課題 1: 高田千明と大森盛一コーチの対談記事を2文で要約せよ。
課題 2: 本文のうち、「東京パラで叶えたいことを修造に語る。」を含む語句で始まり「松岡「大森さんも千明さんと一緒に夢を追体験しているような感覚があるんですか」」で終わる部分を、「周り」を「周囲」に置き換えて書き直せ。

本文:
松岡修造のパラリンピック一直線!BACK NUMBER
日本代表の高田千明と大森盛一コーチ。
東京パラで叶えたいことを修造に語る。
text by
松岡修造Shuzo Matsuoka
photograph byNanae Suzuki
posted2020/03/16 07:00
ひとりの夢が多くの他の人の夢や未来につながる……高田千明が目指す夢は周りを幸せにしているようだ。
「思ったことは口に出して言ってみる」
松岡「大森さんも千明さんと一緒に夢を追体験しているような感覚があるんですか」
大森「そうですね。オリンピックにせよパラリンピックにせよ、アスリートが目指す舞台はそこじゃないですか。僕はいったん現役を引退して離れたわけですけど、コーチとして戻ってきたときにまたそこを目指している。それがとても不思議な感覚なんです。そして今度は、東京でそれが行われる。昨年、ドバイでギリギリ4位に入って出場を決めたときは、ホッとしたと同時に、使命感にも駆られました」
松岡「使命感というのは、東京でより良いパフォーマンスをしなければならないという思いですね。けっこう色んな事件があってここまで来ましたけど、その度にチャレンジして、自分らしい生き方を千明さんは貫いてきた。生きていく上で何が一番大事なことだと、千明さんは感じてますか」
高田「うーん、人生は1度きりじゃないですか。一本のラインで、巻き戻しもできない。だから後悔だけはしたくないと思っていて、自分がやりたいと思ったら自分から動くようにはしています。それと、思ったことは口に出して言ってみる。あれがしたい、これがしたいと言っていると、それを聞いた人が手伝ってくれたり、こっちだよって導いてくれるかもしれない。輪が広がって、自分のできることも増えていくので、口に出して行動することが大切だと思いますね」
「障がいは個性だ」という認識を。
松岡「実際に、千明さんはどんどん常識を破ってきているんですよ。ご両親が無理と言うこととか、走り幅跳びへの転向とか、みんなが常識として無理だろうというところを自ら動いて切り拓いてきた。それは単純に自分がやりたかったからですか」

表示データ:
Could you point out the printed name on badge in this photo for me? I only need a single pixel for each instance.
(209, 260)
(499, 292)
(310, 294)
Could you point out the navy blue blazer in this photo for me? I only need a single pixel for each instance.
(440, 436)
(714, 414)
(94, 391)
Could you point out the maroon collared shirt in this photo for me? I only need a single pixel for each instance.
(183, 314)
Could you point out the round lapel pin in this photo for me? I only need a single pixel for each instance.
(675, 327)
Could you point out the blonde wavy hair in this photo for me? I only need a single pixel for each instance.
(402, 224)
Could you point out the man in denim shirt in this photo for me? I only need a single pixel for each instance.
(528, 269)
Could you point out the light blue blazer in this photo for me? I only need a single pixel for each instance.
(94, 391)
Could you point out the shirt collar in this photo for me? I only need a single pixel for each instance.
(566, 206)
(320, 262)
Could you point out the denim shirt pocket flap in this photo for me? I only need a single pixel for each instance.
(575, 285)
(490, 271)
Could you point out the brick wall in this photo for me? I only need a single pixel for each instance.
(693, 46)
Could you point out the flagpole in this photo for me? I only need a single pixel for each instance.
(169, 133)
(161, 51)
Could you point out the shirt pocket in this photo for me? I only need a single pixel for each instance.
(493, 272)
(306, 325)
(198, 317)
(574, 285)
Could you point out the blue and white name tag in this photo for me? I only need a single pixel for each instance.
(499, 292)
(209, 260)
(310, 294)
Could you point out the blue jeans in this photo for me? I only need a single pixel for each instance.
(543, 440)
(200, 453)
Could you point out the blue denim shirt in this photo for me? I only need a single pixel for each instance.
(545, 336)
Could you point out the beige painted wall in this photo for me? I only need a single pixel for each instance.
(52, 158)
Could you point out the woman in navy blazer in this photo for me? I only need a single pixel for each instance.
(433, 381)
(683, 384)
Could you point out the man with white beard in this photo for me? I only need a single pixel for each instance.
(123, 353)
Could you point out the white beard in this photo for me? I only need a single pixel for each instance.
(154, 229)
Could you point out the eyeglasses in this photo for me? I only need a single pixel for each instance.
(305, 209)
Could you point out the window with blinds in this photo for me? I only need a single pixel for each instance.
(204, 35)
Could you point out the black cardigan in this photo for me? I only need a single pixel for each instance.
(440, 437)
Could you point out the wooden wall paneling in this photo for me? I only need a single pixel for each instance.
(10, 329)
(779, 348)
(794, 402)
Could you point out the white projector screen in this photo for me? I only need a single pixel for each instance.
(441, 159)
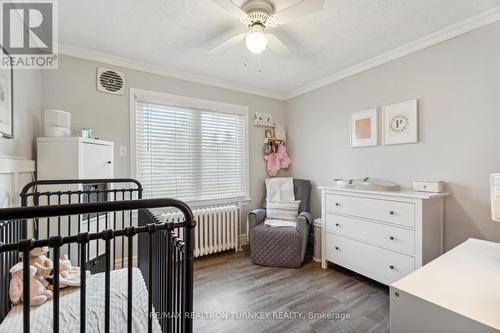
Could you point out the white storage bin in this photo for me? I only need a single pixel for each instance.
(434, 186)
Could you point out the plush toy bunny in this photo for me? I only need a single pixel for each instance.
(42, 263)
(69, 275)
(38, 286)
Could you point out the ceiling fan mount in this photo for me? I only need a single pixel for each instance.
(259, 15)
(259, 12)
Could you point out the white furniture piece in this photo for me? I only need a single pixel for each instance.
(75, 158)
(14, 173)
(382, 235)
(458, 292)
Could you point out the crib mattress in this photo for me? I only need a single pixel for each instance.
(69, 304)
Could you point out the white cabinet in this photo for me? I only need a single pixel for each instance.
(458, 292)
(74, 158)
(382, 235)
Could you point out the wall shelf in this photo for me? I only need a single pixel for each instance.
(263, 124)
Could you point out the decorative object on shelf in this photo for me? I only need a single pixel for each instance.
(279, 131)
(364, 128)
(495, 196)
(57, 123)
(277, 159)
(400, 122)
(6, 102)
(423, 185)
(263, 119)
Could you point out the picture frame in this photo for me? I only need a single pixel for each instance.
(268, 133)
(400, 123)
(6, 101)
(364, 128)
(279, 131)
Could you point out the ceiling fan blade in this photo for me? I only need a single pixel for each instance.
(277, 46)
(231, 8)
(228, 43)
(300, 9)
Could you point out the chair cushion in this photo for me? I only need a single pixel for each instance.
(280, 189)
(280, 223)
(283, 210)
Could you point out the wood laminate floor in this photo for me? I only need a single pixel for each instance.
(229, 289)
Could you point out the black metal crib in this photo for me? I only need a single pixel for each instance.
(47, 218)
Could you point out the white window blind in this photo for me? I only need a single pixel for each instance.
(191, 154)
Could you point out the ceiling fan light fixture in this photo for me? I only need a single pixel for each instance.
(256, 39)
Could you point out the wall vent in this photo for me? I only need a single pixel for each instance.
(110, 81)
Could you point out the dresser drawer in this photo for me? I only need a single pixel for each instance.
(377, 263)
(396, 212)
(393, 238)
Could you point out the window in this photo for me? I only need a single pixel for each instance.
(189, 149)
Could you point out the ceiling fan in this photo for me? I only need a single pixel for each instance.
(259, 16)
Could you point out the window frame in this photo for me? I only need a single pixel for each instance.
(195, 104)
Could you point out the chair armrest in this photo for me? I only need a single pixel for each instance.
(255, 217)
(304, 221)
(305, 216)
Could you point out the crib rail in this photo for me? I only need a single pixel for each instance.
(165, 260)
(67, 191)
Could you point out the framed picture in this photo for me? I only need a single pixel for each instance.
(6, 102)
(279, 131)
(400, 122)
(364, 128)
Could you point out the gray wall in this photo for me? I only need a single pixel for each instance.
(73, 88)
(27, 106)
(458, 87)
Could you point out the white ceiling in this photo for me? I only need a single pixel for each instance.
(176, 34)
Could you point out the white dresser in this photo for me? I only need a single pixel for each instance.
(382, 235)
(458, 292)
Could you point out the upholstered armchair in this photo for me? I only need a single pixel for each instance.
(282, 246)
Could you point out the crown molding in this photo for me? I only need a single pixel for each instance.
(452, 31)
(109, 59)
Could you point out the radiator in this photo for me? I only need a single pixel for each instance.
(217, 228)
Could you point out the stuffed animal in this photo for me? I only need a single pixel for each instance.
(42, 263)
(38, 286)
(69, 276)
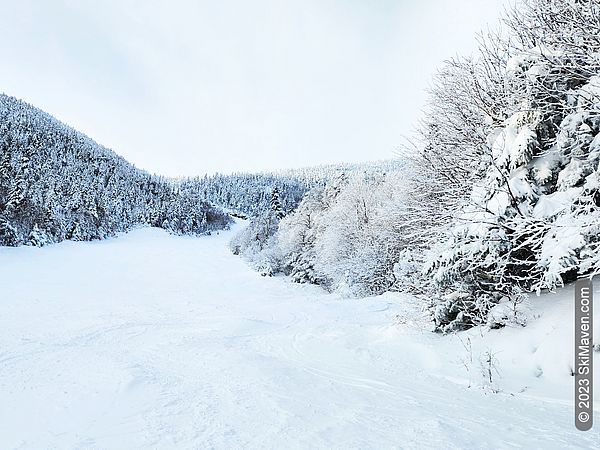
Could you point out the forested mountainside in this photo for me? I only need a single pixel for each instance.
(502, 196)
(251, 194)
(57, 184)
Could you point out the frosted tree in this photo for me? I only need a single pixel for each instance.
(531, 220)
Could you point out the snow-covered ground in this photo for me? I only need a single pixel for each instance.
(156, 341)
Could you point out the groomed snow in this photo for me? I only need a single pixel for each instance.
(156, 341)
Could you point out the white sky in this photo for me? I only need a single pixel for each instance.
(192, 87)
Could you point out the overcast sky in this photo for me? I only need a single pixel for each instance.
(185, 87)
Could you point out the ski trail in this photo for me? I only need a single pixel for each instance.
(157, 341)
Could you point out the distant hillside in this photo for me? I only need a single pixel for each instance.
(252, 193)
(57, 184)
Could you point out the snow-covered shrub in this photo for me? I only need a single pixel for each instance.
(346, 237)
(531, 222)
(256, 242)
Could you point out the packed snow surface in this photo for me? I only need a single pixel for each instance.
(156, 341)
---
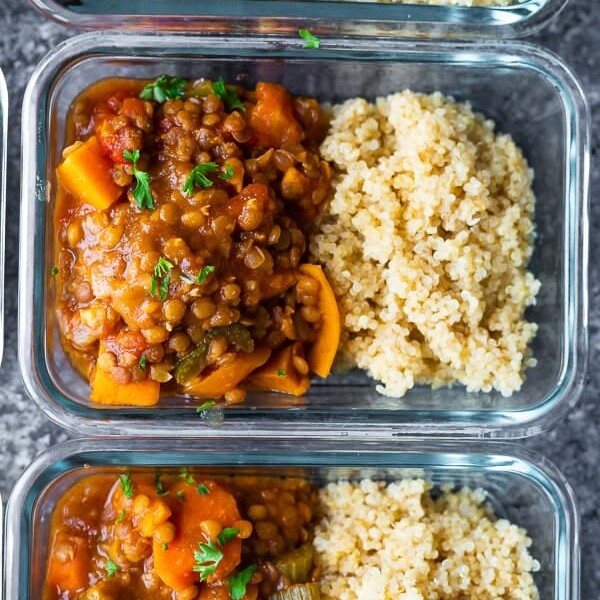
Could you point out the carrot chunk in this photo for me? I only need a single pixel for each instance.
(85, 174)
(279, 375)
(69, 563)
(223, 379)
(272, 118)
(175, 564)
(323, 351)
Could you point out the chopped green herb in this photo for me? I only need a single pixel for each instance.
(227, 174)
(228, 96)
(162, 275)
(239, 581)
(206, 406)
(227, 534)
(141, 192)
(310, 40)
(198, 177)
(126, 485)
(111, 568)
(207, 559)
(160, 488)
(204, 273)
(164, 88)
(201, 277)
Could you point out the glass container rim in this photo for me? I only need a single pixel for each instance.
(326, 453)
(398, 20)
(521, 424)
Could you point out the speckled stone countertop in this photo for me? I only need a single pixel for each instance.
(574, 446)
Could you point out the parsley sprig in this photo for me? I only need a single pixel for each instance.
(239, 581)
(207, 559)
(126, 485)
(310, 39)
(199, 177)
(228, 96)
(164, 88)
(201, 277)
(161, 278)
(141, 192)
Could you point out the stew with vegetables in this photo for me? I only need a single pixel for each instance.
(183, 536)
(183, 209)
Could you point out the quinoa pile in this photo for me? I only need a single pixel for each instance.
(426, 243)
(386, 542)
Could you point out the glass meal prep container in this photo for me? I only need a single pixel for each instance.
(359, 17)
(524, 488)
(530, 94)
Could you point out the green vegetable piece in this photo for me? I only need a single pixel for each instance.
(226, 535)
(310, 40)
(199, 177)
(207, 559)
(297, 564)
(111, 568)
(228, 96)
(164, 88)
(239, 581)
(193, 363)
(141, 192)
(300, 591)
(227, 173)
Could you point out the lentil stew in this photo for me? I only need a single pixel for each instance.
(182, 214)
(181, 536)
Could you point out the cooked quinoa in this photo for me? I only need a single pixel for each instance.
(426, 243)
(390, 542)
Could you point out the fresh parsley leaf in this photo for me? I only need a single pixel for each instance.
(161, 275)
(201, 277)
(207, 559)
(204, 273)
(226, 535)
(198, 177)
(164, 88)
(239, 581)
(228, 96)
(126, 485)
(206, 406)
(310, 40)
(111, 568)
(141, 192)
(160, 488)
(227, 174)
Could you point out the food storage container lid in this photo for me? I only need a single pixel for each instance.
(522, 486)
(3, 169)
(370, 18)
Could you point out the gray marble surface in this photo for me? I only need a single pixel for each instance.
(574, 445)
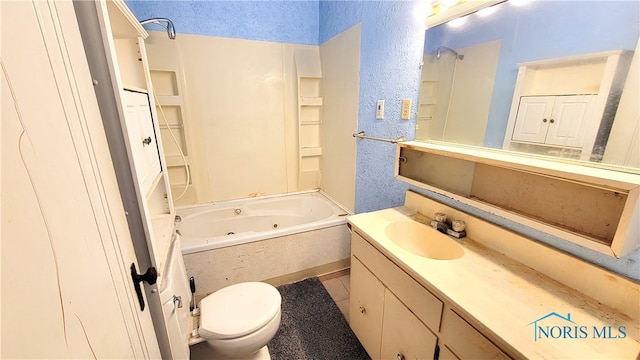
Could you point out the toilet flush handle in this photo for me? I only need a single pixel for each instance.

解答例 1: 大森コーチは、いったん現役を引退したあとコーチとして再びパラリンピックの舞台を目指していることを不思議な感覚だと語り、昨年ドバイで4位に入って出場を決めたときは安心すると同時に使命感に駆られたと述べている。高田は、人生は一度きりなので後悔しないよう自分から動き、思ったことを口に出せば周りの人が手伝ってくれたり導いてくれたりして、できることも増えていくと語っている。

解答例 2:
東京パラで叶えたいことを修造に語る。
text by
松岡修造Shuzo Matsuoka
photograph byNanae Suzuki
posted2020/03/16 07:00
ひとりの夢が多くの他の人の夢や未来につながる……高田千明が目指す夢は周囲を幸せにしているようだ。
「思ったことは口に出して言ってみる」
松岡「大森さんも千明さんと一緒に夢を追体験しているような感覚があるんですか」